Source:
My name is Vu Trinh, and I am a data engineer.
I’m trying to make my life less dull by spending time learning and researching “how it works“ in the data engineering field.
Here is a place where I share everything I’ve learned.
Not subscribe yet? Here you go:
Intro
To continue with Kafka’s series, this week, we will learn about Kafka’s consumer: the client in charge of reading the message for us.
This article will explore why Kafka opted for the pull model. Then, we'll dive into consumer groups, group membership, partition assignments, rebalancing, and how consumers track their consumption.
Pull
When Kafka was developed, other log-based systems, such as Scribe (from Facebook ) or Flume, followed a push-based model where data is pushed to the consumers. However, LinkedIn engineers found the “pull” model more suitable for their applications because consumers can retrieve the messages at a rate ideal for their capacity, allowing them to manage their workload effectively. The consumer can also avoid being flooded by messages pushed faster than it can manage. The model has the following advantages:
Catching-up: If a consumer falls behind in processing messages, it can catch up at its own pace.
Batching: Consumers can pull batches of messages when ready, enabling efficient data transfer.
A consumer always consumes messages from a particular partition sequentially. If the consumer acknowledges a particular message offset, the broker implies that the consumer has received all the previous messages in the partition. Behind the scenes, the Consumer API is an infinite loop for polling the broker for more data. It will issue asynchronous pull requests to the broker to retrieve the data.
Each request contains the offset of the message from which the consumption begins. The broker will use the offset to seek and return the desired data. After receiving the message, the consumer computes the offset of the following message (using the current message’s length and offset) and uses it for the subsequent pull request.
Consumer groups
Suppose you want to read data from a Kafka topic. First, you initiate a consumer object and subscribe to the topic you wish to read. The message flows smoothly from the broker to your consumer. After a while, the producers write more data on the topic, giving your consumer trouble catching the message rate.
It needs some “friends” to share the workload.
In Kafka, there is a concept of consumer groups. Each group has one or more consumers that will consume a set of subscribed topics. LinkedIn made a partition in a topic the smallest unit of parallelism, so at any given time, all messages from one partition are consumed only by a single consumer within a consumer group. If the number of consumers in the group is larger than the number of partitions in a topic, some consumers will get no message. Different consumer groups will independently consume the topic.
Consumers in the same group have the same group ID. When a group ID is assigned, any new consumer instance added to the group will automatically receive this same group ID.
Kafka uses the Group Coordinator (one of the brokers chosen for this responsibility; different groups will have different brokers) to balance the load within the group. The coordinator, determined by the group ID, ensures that messages from subscribed topics are evenly distributed among the group members. It also keeps the workload balanced when there are changes in the group membership.

Directive 1: In the article on Kafka consumers, what determines which broker serves as the Group Coordinator for a consumer group?
Directive 2: Translate this sentence from the Kafka consumer article into Spanish: "Consumers in the same group have the same group ID."
Directive 3: Continue the article on Kafka consumers from its final sentence.

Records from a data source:
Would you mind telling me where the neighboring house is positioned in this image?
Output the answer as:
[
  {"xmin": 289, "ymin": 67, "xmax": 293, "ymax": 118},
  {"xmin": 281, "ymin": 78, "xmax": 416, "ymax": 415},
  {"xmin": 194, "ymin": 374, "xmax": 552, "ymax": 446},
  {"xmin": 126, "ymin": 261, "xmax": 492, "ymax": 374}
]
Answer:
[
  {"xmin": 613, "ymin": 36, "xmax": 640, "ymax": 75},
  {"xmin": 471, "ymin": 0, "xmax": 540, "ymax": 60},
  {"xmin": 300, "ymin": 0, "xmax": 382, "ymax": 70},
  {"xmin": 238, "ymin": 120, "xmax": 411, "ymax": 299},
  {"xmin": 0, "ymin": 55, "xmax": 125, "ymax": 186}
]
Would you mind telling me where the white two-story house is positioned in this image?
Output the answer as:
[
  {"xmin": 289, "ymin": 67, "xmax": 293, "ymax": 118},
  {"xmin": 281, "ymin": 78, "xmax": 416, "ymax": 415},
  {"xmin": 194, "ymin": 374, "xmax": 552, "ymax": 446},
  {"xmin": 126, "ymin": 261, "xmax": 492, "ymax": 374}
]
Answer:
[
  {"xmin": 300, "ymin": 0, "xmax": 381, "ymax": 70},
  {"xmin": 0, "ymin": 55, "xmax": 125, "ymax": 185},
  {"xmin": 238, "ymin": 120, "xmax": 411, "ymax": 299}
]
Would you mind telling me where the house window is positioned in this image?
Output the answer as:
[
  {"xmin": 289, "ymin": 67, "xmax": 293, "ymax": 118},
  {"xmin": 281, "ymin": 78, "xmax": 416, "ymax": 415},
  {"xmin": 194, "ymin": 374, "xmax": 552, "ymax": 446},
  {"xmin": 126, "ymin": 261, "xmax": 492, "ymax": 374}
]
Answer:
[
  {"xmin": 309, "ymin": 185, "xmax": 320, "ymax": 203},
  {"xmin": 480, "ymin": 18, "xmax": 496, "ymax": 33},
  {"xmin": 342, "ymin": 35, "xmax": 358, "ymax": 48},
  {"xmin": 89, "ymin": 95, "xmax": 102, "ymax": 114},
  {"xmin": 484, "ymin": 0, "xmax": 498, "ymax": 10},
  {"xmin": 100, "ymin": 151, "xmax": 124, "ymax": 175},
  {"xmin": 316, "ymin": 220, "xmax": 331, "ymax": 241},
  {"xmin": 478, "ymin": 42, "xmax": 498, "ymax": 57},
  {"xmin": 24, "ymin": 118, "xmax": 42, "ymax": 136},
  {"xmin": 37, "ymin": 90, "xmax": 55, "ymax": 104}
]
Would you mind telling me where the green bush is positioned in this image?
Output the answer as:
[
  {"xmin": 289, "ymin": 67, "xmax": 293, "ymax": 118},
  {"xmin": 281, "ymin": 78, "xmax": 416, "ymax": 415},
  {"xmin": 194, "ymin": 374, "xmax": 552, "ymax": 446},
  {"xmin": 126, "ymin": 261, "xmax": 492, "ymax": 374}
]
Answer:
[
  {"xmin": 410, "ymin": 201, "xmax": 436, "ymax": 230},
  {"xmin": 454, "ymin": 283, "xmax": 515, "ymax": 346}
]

Expected answer 1: The group ID determines the coordinator.

Expected answer 2: Los consumidores del mismo grupo tienen el mismo ID de grupo.

Expected answer 3:
Group Membership
When a consumer wants to join a group, it sends a “Hey, I want to join the party“ request to the coordinator. The first one who joins the group becomes the leader. The leader gets a list of all active consumers from the coordinator and assigns a subset of partitions to each consumer.
Consumers maintain membership in a consumer group and partition ownership by sending heartbeats to the group coordinator. Consumers use a background thread to send these heartbeats, and as long as the coordinator receives the heartbeat at regular intervals, it assumes the consumer to be alive. If the coordinator does not receive the heartbeats from a consumer, it will consider the consumer unavailable and trigger a rebalancing (which will be covered in the upcoming sections).
If a consumer is unavailable, the group coordinator will take a few seconds to decide it is dead. During those seconds, this consumer won’t process any message from its in-charge partition. The consumer will notify the group coordinator that it is leaving, and the coordinator will immediately trigger a rebalancing. Kafka lets the user control the heartbeat frequency and other consumer configuration parameters.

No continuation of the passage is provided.